» THE PROBLEM: Only lines that contain the word "target" belong in the answer; copy them from the records below.
DATA SHOWN START
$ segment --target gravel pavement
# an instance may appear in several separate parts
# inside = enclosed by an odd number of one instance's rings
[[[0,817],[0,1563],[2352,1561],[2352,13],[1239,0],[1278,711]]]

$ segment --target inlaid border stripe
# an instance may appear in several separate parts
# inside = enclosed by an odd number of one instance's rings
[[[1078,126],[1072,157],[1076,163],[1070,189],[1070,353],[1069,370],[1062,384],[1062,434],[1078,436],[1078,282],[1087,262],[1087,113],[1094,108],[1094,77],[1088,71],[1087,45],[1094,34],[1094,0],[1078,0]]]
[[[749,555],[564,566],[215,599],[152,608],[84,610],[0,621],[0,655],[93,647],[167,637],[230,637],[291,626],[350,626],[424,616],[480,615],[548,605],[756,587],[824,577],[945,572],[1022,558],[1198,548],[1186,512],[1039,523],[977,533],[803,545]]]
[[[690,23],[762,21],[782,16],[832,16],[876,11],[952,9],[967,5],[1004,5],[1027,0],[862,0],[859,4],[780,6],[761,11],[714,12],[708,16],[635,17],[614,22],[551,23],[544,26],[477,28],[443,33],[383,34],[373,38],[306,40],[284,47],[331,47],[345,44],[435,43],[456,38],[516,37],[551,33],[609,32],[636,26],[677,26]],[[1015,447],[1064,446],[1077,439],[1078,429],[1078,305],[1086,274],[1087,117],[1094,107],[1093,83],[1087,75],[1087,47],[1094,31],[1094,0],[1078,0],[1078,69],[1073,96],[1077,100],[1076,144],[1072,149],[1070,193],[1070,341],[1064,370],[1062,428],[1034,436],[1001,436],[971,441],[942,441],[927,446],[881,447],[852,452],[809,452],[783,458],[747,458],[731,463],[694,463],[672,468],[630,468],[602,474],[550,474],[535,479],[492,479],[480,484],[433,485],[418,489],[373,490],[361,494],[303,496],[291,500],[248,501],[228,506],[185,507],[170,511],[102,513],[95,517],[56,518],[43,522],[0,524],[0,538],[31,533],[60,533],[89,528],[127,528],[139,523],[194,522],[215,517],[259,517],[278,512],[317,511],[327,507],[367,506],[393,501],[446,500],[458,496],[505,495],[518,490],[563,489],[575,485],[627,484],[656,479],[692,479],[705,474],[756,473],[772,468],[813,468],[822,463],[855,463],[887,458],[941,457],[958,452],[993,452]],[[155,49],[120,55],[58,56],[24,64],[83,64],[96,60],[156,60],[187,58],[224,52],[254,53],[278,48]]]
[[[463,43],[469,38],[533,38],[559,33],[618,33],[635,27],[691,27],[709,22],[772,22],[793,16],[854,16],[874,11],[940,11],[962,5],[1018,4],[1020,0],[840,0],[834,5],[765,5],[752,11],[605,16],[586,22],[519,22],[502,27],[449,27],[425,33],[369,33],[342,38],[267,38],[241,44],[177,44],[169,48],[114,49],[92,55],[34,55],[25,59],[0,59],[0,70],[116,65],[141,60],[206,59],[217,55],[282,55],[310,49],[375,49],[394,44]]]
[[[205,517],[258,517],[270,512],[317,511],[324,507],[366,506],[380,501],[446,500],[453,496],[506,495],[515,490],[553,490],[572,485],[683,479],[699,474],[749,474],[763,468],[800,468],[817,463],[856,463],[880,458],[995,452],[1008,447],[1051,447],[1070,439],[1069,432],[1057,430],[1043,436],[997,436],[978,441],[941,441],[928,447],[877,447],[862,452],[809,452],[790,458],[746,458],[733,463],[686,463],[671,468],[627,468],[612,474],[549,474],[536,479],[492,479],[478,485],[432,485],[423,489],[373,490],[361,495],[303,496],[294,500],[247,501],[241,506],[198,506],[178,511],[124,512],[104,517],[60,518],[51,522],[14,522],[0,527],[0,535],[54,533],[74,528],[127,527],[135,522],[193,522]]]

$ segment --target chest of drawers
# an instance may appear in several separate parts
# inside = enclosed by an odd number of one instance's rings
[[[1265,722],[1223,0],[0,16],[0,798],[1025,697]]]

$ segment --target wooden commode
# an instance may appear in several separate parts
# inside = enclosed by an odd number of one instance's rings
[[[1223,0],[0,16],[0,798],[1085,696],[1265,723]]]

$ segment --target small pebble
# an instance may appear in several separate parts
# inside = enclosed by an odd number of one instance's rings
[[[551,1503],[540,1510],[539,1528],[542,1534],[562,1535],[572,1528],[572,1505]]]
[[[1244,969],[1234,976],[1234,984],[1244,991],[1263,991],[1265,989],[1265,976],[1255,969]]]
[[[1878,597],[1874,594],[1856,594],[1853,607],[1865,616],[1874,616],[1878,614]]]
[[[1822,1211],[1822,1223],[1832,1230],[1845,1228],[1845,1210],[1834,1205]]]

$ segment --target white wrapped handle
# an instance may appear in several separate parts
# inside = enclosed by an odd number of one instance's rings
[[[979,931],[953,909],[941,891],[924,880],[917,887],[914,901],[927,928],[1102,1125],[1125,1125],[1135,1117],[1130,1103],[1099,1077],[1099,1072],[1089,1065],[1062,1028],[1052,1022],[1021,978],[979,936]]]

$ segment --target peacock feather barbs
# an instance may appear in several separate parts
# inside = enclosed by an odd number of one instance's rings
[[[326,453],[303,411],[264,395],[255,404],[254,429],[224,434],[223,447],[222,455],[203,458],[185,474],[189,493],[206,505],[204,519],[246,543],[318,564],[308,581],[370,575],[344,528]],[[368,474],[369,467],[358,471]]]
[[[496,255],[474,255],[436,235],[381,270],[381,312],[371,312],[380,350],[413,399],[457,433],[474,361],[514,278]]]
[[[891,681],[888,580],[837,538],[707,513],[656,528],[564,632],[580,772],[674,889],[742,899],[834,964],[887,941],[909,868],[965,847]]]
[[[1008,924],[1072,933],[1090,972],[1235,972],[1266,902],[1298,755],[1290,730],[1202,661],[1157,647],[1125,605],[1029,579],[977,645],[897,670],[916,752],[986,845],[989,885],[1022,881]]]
DATA SHOWN END
» OUTPUT FOR THIS EXERCISE:
$ segment --target gravel pavement
$ segment --target inlaid border stripe
$ segment --target chest of drawers
$ segment --target wooden commode
$ segment --target small pebble
$ segment --target white wrapped handle
$ segment --target peacock feather barbs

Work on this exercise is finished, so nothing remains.